**OBJECTIVE 1**
Output every one of the records, line for line and unchanged.

**PASSAGE GIVEN**
%%
To get well, you first have to admit you’re sick. To climb out of a financial hole, you first have to admit you’re not handling your money well. To stanch the bleeding of a gaping wound, you first have to notice the gushing blood.

Sometimes, for a while, optimism has to slide over into the passenger seat, keep its smirking mouth shut, and let pessimism take the wheel.

In the midst of an emergency, in the face of a deadly threat, you have to think more about the worst that can happen, rather than the best.

The population of Planet Earth has yet to realize this.

Leaf Five

I’ve had people tell me I shouldn’t use the word “retarded.” And I get the point — it can be a callous insult to people with mental handicaps.

But like the shock value of carefully-applied profanity, it can also serve to slap people awake.

Here’s retarded: The smug idiot who laughs “Hey, we can’t hurt the Earth! Ha-ha! It’ll be here and fine long after we’re gone!”

Here’s retarded: “Even IF we were capable of wrecking the environment, God could fix it with a wave of his hand.”
%%
**EXTRACTED ENTRIES**
%%
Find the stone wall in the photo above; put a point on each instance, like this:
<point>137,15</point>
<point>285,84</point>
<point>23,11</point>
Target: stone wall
%%
**OBJECTIVE 2**
From the passage on facing hard truths, return the text between "In the midst" and "with mental handicaps.", inclusive, copied word for word.

**RIGHT ANSWER 1**
Find the stone wall in the photo above; put a point on each instance, like this:
<point>137,15</point>
<point>285,84</point>
<point>23,11</point>
Target: stone wall

**RIGHT ANSWER 2**
In the midst of an emergency, in the face of a deadly threat, you have to think more about the worst that can happen, rather than the best.

The population of Planet Earth has yet to realize this.

Leaf Five

I’ve had people tell me I shouldn’t use the word “retarded.” And I get the point — it can be a callous insult to people with mental handicaps.